§ **TASK BRIEF**:
Rewrite the lines below, replacing "photograph" with "image" and keeping everything else the same. Leave the picture out of your answer.

------------------------------------------------------------------------

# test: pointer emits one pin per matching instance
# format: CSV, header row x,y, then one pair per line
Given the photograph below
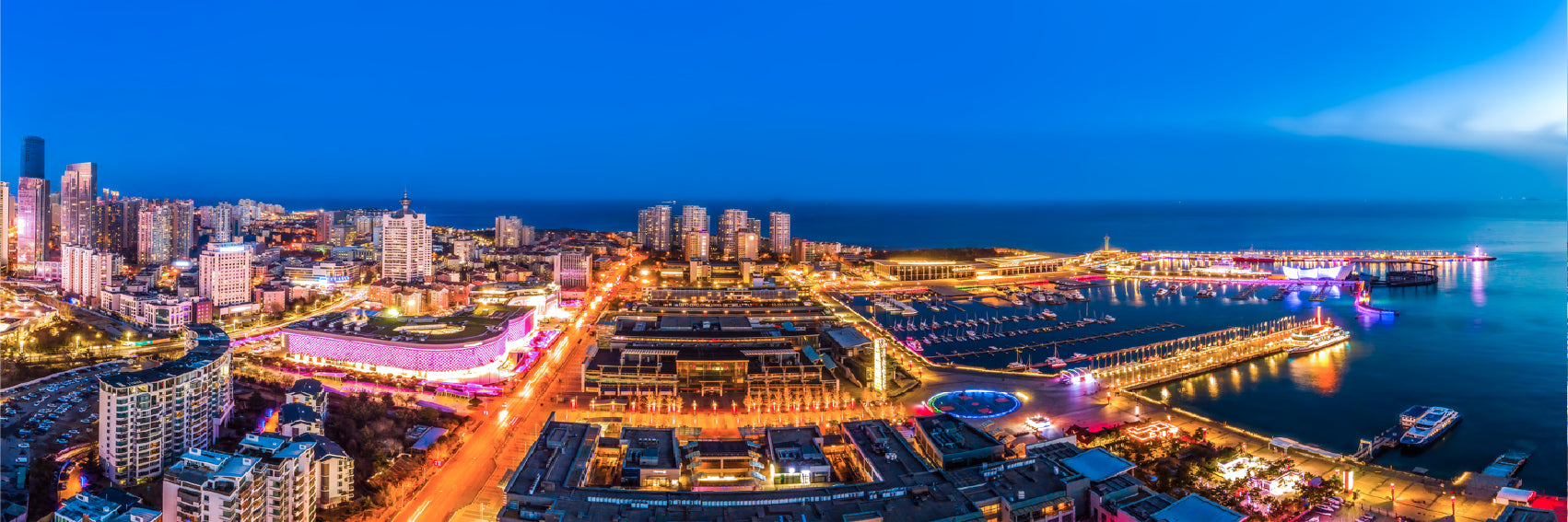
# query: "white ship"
x,y
1431,426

------------------------------------------------------------------------

§ **EXERCISE ANSWER**:
# test: pointer emits one pin per matching instance
# format: CSV, header row x,y, then one pair per line
Given the image below
# query: "white ship"
x,y
1431,426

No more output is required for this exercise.